| Input records |
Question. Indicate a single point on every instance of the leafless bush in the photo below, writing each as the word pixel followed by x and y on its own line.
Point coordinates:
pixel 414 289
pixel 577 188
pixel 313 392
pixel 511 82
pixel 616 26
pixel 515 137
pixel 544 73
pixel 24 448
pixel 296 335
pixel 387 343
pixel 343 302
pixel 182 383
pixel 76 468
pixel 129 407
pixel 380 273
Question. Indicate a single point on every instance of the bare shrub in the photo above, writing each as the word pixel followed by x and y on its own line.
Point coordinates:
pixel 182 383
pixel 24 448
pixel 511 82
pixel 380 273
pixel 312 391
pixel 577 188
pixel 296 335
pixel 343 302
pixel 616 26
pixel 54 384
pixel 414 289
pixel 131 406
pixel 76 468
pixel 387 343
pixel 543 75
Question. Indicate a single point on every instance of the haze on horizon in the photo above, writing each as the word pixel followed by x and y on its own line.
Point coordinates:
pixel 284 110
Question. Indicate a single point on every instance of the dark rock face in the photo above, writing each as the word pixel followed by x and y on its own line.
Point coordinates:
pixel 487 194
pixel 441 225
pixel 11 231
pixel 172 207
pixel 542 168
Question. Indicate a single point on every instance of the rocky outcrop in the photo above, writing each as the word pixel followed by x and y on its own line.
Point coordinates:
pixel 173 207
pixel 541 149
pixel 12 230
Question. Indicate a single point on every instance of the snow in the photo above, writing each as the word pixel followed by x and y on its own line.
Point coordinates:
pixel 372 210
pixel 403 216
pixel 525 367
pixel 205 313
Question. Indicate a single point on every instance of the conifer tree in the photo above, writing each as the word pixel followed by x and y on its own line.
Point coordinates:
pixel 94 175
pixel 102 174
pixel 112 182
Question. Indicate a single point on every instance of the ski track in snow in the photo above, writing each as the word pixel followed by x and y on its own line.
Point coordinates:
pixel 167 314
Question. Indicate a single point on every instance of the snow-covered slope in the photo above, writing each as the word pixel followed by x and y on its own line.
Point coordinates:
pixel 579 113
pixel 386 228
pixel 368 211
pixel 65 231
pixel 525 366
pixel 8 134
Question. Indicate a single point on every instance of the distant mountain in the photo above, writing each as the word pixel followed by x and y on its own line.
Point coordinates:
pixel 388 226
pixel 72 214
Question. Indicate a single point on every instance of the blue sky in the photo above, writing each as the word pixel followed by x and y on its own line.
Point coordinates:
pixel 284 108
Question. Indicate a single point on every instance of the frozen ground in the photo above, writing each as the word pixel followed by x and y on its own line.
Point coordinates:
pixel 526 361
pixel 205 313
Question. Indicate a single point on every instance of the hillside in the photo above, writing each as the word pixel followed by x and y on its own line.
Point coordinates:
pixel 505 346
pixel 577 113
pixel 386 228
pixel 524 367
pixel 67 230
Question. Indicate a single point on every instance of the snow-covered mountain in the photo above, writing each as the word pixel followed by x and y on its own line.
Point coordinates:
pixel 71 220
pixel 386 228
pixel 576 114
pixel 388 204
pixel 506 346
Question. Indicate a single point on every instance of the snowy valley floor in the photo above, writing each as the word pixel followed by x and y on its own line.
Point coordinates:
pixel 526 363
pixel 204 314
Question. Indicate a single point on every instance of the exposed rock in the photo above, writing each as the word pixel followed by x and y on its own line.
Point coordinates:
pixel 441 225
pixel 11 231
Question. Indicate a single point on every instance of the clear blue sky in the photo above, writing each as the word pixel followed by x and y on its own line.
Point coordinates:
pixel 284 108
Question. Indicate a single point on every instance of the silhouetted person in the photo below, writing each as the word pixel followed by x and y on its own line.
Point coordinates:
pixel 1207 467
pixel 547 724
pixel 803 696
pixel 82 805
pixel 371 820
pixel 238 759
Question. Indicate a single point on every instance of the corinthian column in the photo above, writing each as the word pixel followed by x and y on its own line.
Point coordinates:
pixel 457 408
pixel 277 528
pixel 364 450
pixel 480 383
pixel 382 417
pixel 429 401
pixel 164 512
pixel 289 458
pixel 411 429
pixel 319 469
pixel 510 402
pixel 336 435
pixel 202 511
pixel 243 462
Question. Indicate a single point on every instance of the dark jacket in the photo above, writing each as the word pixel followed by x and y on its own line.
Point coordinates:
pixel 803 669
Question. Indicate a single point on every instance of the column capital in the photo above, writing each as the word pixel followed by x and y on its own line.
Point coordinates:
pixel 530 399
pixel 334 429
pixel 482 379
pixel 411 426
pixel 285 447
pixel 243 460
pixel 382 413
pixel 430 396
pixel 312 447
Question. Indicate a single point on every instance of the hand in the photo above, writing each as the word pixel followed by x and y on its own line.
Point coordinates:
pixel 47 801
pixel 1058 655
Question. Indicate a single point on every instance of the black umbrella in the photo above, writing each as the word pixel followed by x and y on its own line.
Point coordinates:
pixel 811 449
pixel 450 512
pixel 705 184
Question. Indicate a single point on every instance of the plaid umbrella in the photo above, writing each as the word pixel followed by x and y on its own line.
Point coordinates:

| The task |
Reproduce all of the lines above, renaming "Point coordinates" to "Point locations" wherever it occurs and leaving everything else unchanged.

| Correct result |
Question. Indicate a single point on every instance of the leafless bush in the photo below, writing each as the word pixel followed by x and y on its own line.
Point locations:
pixel 414 289
pixel 577 188
pixel 313 392
pixel 511 82
pixel 616 26
pixel 515 137
pixel 544 73
pixel 24 448
pixel 296 335
pixel 387 343
pixel 343 302
pixel 182 383
pixel 76 468
pixel 129 407
pixel 380 273
Question. Indicate a single point on every instance of the bare shrub in the photo above, writing each as the word pixel followed by x and y on its own line.
Point locations:
pixel 182 383
pixel 24 448
pixel 511 82
pixel 380 273
pixel 312 391
pixel 577 188
pixel 296 335
pixel 343 302
pixel 616 26
pixel 54 384
pixel 414 289
pixel 131 406
pixel 76 468
pixel 387 343
pixel 543 75
Question. Indicate a single point on every instance of the haze on horizon in the photo above, writing each as the word pixel followed by x and y on its own line.
Point locations:
pixel 284 110
Question. Indicate a single point on every instance of the dark rock face in the photo above, writing each as the word pixel followed by x and y on its own line.
Point locations:
pixel 487 194
pixel 441 225
pixel 11 231
pixel 172 207
pixel 542 168
Question. Indicate a single point on every instance of the rocky outcrop in the photo above, writing each as the word pixel followed by x and y on its own line.
Point locations:
pixel 173 207
pixel 541 149
pixel 12 230
Question. Indicate a single point on every instance of the snow in the photo above, writing each as the word pixel followed by x and y on its own line.
Point locations:
pixel 372 210
pixel 403 216
pixel 525 367
pixel 205 313
Question. Indicate a single point on every instance of the conifer tree in the photo above, writing each as the word pixel followed by x and y on its own line.
Point locations:
pixel 94 175
pixel 102 174
pixel 112 182
Question. Indicate a single point on every instance of the ski track in snow in the photo above, writing each as the word pixel followed by x and y on its own line.
Point locations:
pixel 167 314
Question. Indicate a single point on every instance of the snow-covered slope in the photo above, writing each as the word pixel followed by x and y on its own line.
Point locations:
pixel 579 113
pixel 386 228
pixel 368 211
pixel 65 231
pixel 525 366
pixel 8 134
Question. Indicate a single point on every instance of the distant mountain in the photo above, writing each as the word pixel followed by x and y on its own line.
Point locations:
pixel 388 226
pixel 72 214
Question. Indicate a single point on every instance of the blue sky in the photo above, writing each as the word pixel followed by x and y on its own line.
Point locations:
pixel 284 108
Question. Indicate a single point on every instance of the frozen ground in the photo above, writing each as the word pixel followed by x and y on its own line.
Point locations:
pixel 526 361
pixel 205 313
Question. Indicate a single point on every instance of the hillside in the photo above, writing each as the word pixel followed by x and y on its own line.
Point locations:
pixel 505 346
pixel 577 113
pixel 386 228
pixel 524 367
pixel 67 230
Question. Indicate a single point on every instance of the snow-covered mountain in the photo above, writing each as the word pixel followed by x and y on its own line.
Point locations:
pixel 71 220
pixel 386 228
pixel 576 114
pixel 388 204
pixel 506 346
Question. Indicate a single point on every instance of the snowy valley floor in the photo above, writing each as the word pixel followed by x and y on its own line.
Point locations:
pixel 526 363
pixel 204 314
Question. Indicate a single point on every instance of the exposed rock in the photo above, writing each as the word pixel followed by x and y on its own line.
Point locations:
pixel 441 225
pixel 11 231
Question. Indicate a single point on every instance of the clear blue sky in the photo above, writing each as the word pixel followed by x and y on its own line.
Point locations:
pixel 284 108
Question. Indicate a single point on every instance of the silhouetted person in the photo below, writing each as the word pixel followed by x and y on its own line.
Point locations:
pixel 1207 467
pixel 547 724
pixel 803 696
pixel 82 805
pixel 371 820
pixel 238 759
Question. Indicate a single point on every instance of the corinthian column in the photo above, writing each as the word pixel followed by x and y on its own line.
Point locations:
pixel 457 408
pixel 277 528
pixel 364 450
pixel 480 383
pixel 382 417
pixel 429 401
pixel 164 512
pixel 289 458
pixel 411 429
pixel 319 469
pixel 510 402
pixel 336 435
pixel 202 511
pixel 243 462
Question. Indicate a single point on every instance of the dark jacket in the photo above, writing each as the word pixel followed by x and y on its own line.
Point locations:
pixel 803 669
Question. Indicate a single point on every instance of the column capital in the photo above, writing each as the word pixel followed by x and y on its own line.
Point locations:
pixel 530 399
pixel 334 429
pixel 482 379
pixel 411 426
pixel 285 447
pixel 243 460
pixel 382 413
pixel 430 396
pixel 312 447
Question. Indicate a single point on every instance of the hand in the photo above, writing each as the word pixel followed by x and y on its own line.
Point locations:
pixel 47 801
pixel 1058 655
Question. Indicate a single point on every instance of the black umbrella in the photo above, writing each as the word pixel followed by x and y on its own line.
Point locations:
pixel 811 449
pixel 450 512
pixel 705 184
Question. Indicate a single point on every instance of the plaid umbrella in the photo above, writing each as the word pixel followed by x and y on its own line.
Point locations:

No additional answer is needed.